─── GIVEN RECORDS
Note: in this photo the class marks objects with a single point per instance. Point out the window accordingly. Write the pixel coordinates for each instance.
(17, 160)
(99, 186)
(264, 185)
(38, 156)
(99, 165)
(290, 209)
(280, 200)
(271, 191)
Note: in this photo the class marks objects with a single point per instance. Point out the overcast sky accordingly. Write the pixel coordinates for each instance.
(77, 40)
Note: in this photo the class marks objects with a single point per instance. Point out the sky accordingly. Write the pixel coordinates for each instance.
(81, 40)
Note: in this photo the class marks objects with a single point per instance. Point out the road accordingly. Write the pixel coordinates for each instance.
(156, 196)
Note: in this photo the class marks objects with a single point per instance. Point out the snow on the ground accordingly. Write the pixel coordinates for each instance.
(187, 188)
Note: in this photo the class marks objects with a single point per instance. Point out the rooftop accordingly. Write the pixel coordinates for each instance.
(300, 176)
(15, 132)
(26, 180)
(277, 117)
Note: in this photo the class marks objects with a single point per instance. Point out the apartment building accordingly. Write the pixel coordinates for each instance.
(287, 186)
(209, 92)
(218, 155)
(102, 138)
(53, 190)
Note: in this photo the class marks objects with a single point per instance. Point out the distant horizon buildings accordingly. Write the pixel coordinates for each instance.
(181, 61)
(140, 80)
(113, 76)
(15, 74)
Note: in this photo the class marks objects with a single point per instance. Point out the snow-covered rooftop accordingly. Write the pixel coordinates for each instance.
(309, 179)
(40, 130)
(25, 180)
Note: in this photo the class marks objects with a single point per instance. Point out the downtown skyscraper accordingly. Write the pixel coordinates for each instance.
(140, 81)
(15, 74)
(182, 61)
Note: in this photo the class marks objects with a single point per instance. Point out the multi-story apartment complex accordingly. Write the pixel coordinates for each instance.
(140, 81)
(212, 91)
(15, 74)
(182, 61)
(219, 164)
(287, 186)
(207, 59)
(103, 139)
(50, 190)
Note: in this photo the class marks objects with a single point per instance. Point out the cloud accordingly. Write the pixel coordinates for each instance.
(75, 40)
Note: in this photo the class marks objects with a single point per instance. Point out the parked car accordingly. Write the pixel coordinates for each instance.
──────
- **DO THIS**
Could you rewrite all the records above, swapping every "pixel coordinates" for "image coordinates" and leaving everything else unchanged?

- **EXERCISE RESPONSE**
Note: in this photo the class marks objects with a single point per instance. Point out the window accordingly. Write the image coordinates for each instance.
(17, 160)
(99, 186)
(264, 185)
(38, 156)
(99, 165)
(290, 209)
(280, 200)
(271, 191)
Note: in this photo the class marks objects with a single point per instance. Point out the overcast sky accordingly. Write the image coordinates for each instance.
(77, 40)
Note: in this photo the class marks objects with a single point per instance. Point out the sky accordingly. Write the image coordinates for each instance.
(81, 40)
Note: in this photo the class marks objects with a single point per instance. Point out the road accordingly. Write the image coordinates for each instance.
(156, 196)
Note: in this photo the class marks objects with a single point per instance. Point out the snow on the ground accordingly. Write the image coordinates for each instance.
(187, 188)
Note: in this photo the class marks objects with a single point per instance. Point out the rooftop accordingly. Write the image coordinates for each instance.
(300, 176)
(15, 132)
(26, 180)
(277, 117)
Note: in this photo the class marks objects with a single point per instance. Point out the apartment building accordingly. Write the image coordinates for each instance.
(287, 186)
(209, 92)
(218, 155)
(102, 138)
(53, 190)
Note: in this photo the class marks objects with a single point per instance. Point out the distant horizon buildings accordingly. Write the image coordinates for each instance.
(181, 61)
(140, 80)
(113, 76)
(15, 74)
Note: in this photo the class marks objects with a single point per instance. Point out the snow-covered rooftop accordingly. Write the image coordinates for each instance.
(309, 179)
(40, 130)
(25, 180)
Note: in this photo the class marks objects with a single point per instance. Point out the downtown skyscraper accordingly. Write the image coordinates for each instance.
(140, 81)
(15, 74)
(182, 61)
Note: in this photo the class marks objects with a single point per instance. Point out the multi-story apartment complex accordingly. Write the image coordinates for each instance.
(140, 81)
(212, 91)
(15, 74)
(182, 61)
(219, 164)
(287, 186)
(207, 59)
(103, 139)
(50, 190)
Note: in this photo the class marks objects with a single point per instance. Point out the cloud accordingly. Write the image coordinates for each instance.
(75, 40)
Note: in this photo the class marks objects with a single point per instance. Point out the parked car accordingly. Write the image coordinates for each instance.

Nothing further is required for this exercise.